What you need to do:
List each line in the records below that contains the string "tire". Case counts: treat uppercase and lowercase letters as different.

Information provided:
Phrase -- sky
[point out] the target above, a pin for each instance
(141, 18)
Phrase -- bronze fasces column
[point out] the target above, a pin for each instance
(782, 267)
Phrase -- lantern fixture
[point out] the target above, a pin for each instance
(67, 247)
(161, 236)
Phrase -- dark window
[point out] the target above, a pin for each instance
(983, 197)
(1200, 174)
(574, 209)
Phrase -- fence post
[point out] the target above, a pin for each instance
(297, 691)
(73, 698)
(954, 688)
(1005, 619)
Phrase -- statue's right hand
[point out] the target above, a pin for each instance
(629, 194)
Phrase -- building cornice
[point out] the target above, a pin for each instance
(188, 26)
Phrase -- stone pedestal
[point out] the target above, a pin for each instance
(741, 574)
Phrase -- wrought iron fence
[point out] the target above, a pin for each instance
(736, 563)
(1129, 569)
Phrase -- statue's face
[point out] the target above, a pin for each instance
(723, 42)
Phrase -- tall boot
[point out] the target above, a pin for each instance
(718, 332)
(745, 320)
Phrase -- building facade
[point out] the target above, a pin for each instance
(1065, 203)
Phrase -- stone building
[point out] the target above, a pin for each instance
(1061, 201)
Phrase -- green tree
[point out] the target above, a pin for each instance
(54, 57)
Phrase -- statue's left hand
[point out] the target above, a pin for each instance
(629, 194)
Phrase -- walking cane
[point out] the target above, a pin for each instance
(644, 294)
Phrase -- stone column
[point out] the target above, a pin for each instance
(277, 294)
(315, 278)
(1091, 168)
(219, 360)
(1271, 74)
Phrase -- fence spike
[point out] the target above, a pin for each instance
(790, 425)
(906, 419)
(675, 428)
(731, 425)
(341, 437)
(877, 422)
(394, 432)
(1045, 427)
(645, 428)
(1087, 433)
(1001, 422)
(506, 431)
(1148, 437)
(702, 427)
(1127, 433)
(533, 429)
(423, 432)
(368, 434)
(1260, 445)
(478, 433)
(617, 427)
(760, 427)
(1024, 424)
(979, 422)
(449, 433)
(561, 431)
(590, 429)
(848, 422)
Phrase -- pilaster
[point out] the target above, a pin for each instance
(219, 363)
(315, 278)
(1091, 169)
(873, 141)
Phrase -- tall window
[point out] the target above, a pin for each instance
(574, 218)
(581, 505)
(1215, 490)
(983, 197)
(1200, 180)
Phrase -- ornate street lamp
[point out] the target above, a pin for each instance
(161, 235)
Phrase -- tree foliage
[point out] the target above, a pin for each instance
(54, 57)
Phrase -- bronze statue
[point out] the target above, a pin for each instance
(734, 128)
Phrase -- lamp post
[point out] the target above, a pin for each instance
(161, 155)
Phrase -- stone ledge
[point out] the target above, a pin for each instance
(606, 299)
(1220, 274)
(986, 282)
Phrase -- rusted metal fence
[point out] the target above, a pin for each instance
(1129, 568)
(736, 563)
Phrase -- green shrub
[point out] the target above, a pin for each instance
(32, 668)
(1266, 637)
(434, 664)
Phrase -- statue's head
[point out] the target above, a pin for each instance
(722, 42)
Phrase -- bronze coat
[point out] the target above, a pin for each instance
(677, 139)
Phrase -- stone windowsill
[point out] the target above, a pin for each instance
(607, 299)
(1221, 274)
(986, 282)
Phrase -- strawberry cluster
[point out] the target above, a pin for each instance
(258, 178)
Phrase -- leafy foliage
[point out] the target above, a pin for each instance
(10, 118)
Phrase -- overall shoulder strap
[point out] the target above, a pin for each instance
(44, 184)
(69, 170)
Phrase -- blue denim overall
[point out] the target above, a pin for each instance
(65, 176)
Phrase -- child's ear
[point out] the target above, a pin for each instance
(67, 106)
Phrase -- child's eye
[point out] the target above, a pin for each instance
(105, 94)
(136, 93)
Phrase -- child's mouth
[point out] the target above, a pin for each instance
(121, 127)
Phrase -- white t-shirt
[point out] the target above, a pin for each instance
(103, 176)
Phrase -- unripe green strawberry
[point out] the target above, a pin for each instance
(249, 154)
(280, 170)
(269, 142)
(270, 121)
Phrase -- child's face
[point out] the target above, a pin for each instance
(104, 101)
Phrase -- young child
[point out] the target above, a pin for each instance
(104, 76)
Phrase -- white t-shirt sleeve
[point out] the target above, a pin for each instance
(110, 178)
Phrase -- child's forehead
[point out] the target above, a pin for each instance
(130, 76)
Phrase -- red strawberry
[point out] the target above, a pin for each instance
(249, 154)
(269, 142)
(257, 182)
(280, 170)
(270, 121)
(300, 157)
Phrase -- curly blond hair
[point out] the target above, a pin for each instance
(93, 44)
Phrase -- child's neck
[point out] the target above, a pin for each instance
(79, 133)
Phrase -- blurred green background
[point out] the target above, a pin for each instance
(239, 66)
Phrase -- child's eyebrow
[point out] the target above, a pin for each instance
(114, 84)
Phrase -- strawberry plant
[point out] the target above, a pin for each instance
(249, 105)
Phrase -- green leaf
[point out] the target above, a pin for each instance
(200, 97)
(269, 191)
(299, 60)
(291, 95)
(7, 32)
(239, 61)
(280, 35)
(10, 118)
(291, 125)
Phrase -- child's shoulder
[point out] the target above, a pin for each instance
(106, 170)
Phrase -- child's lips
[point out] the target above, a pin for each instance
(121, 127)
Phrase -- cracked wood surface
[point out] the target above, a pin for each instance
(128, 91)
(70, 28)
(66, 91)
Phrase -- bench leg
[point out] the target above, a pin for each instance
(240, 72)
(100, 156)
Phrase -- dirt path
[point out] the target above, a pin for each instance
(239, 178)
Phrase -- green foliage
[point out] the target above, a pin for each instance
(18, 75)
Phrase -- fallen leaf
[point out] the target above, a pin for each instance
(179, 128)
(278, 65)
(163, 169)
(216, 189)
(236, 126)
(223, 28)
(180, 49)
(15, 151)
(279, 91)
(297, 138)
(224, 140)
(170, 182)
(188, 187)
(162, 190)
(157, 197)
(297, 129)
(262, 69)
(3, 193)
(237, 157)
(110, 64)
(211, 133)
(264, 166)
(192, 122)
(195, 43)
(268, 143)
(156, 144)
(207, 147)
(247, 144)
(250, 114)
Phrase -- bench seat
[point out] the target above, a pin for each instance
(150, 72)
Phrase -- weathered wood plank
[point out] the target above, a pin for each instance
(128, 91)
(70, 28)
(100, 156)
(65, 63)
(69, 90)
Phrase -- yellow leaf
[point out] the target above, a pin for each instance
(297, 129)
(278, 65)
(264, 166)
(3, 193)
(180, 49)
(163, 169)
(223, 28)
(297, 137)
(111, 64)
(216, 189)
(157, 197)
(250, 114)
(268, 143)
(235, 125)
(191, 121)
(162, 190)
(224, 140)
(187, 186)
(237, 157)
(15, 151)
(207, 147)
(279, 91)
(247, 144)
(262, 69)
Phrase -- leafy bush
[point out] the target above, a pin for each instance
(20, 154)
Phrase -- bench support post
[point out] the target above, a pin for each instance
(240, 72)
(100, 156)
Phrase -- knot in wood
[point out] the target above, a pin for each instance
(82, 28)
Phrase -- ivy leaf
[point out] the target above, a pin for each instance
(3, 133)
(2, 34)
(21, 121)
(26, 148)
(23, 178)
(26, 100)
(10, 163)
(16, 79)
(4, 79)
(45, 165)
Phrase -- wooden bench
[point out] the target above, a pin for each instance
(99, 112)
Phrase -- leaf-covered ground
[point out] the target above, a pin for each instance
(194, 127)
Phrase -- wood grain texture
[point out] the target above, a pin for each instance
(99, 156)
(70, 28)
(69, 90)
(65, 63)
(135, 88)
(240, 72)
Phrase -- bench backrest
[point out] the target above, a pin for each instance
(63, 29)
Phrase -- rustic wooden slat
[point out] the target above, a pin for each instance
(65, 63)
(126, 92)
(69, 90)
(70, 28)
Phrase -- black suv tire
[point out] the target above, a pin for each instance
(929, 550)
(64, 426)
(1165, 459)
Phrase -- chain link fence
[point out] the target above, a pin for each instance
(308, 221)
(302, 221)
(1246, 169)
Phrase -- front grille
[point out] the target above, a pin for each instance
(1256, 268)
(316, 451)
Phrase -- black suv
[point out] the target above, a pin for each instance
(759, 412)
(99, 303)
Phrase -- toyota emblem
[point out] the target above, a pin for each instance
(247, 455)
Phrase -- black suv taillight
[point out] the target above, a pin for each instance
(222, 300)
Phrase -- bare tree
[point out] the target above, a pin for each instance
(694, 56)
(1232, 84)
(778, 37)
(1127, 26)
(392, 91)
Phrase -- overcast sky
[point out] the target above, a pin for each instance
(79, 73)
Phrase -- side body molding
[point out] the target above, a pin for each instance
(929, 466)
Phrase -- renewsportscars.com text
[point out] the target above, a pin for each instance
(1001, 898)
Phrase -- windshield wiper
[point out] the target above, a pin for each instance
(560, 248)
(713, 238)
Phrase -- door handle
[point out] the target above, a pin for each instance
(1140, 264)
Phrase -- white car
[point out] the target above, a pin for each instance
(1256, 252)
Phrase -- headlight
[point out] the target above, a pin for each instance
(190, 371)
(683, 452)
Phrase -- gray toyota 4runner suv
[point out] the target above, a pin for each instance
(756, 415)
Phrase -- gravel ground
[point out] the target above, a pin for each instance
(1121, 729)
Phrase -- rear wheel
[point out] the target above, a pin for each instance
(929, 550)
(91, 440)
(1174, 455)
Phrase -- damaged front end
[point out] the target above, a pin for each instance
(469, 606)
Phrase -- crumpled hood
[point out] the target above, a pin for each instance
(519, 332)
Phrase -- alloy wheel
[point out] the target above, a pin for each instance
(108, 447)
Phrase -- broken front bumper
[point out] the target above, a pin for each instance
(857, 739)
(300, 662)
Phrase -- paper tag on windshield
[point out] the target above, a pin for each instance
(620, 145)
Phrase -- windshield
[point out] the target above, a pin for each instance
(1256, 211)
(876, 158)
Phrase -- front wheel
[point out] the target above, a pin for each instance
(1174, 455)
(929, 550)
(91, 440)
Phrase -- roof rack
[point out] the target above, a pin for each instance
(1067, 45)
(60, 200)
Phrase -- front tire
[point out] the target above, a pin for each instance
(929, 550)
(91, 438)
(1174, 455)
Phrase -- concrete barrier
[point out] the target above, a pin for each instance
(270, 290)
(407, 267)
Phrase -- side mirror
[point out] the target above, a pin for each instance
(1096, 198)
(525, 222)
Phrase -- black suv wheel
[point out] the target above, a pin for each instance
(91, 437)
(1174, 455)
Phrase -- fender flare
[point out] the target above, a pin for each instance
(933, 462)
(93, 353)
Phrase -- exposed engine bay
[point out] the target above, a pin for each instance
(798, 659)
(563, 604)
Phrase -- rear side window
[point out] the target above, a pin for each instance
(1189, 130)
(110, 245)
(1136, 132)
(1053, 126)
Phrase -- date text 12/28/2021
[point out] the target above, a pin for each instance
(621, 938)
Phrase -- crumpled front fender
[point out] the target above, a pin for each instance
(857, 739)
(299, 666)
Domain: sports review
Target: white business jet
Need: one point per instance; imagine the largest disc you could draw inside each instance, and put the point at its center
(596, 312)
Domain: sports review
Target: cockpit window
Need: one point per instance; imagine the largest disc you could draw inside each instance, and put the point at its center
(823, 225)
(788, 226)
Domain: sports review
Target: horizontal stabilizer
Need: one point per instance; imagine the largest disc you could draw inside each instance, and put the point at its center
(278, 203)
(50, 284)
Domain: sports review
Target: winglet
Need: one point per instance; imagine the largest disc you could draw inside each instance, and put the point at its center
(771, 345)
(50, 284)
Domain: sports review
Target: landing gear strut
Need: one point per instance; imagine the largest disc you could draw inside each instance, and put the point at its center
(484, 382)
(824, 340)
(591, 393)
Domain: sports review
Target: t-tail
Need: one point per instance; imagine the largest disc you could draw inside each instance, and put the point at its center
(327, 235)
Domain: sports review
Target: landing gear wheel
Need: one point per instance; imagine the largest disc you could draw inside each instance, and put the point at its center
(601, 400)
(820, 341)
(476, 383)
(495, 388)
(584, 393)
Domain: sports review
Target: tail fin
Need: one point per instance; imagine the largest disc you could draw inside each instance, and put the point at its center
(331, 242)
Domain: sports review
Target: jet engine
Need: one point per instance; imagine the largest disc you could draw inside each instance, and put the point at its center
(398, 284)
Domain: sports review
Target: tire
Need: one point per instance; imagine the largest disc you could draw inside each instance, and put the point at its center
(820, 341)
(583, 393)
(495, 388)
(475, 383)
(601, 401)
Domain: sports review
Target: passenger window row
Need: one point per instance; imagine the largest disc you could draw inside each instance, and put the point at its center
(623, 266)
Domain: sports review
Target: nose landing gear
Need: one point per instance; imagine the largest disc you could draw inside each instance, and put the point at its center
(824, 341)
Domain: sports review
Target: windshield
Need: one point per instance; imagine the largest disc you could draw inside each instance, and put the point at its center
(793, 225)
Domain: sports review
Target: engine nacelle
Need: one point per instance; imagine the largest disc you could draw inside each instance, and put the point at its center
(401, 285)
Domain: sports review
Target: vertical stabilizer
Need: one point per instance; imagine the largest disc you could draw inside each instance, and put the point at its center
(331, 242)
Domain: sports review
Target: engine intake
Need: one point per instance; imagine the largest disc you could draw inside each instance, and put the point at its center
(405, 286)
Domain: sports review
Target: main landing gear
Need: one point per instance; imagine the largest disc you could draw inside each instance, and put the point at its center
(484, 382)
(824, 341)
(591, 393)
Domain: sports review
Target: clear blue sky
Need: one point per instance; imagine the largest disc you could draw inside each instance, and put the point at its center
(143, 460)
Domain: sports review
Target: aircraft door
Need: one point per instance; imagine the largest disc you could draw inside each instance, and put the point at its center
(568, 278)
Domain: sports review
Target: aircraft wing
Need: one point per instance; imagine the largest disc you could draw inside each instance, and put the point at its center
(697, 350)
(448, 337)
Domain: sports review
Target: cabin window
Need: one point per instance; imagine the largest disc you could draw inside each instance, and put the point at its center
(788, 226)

Full output:
Phrase -- black suv tire
Phrase -- front tire
Target: tire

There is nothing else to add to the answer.